Q: Why are people so averse to quitting screen time?
A: This ties into my larger conception of behavior change and health generally, which is that the excesses in our lives are so fully normalized that we don't even see them as excessive anymore. We accept them as normal. So everybody watches TV at home, and then you go to work the next day and everybody talks about "Game of Thrones," or whatever the hot thing on TV is. We're just intimately socially connected to that as something that everybody does. It can't be bad, because literally everybody is doing it.
I think, secondly, screens are just totally embedded in our lives. We go to work, we work on a screen. We want to entertain ourselves, we put ourselves in front of screens. We want to socially connect, we go to screens. And so, it feels inevitable that we must spend much of our day on screens, when absolutely none of that is true.
Q: Can screen time ever be a good thing? For example, like when people gather to watch something like the Super Bowl or a movie?

*What is required*.
Answer these about the interview on screen time:
(a) Which TV show is named as an example of what everybody talks about at work?
(b) Besides working, what two things does the answer say we go to screens to do?
(c) What two examples does the final question give of people gathering to watch something?

*Dataset entries*.
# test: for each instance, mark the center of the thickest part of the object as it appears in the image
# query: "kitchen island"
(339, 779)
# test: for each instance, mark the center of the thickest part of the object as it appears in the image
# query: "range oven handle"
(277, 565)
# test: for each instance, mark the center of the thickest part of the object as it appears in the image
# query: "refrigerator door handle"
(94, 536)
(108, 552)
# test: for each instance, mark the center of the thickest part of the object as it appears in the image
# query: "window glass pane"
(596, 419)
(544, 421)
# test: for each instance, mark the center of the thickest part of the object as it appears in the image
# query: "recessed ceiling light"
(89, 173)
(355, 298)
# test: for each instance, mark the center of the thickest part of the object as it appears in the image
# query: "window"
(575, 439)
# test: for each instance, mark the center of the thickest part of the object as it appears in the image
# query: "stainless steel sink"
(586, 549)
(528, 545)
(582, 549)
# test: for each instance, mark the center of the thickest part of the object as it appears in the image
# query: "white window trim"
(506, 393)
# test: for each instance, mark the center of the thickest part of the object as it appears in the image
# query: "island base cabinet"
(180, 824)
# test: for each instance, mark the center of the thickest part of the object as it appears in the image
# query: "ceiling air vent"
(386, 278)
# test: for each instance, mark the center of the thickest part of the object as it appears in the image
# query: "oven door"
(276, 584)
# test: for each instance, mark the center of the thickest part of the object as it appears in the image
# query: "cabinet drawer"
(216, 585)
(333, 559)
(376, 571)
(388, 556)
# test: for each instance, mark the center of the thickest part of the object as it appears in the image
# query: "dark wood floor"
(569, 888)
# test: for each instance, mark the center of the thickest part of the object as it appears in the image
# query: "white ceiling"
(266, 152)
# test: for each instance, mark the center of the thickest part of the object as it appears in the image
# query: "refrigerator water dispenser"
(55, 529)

*The completed task*.
(a) "Game of Thrones"
(b) To entertain ourselves and to socially connect
(c) The Super Bowl and a movie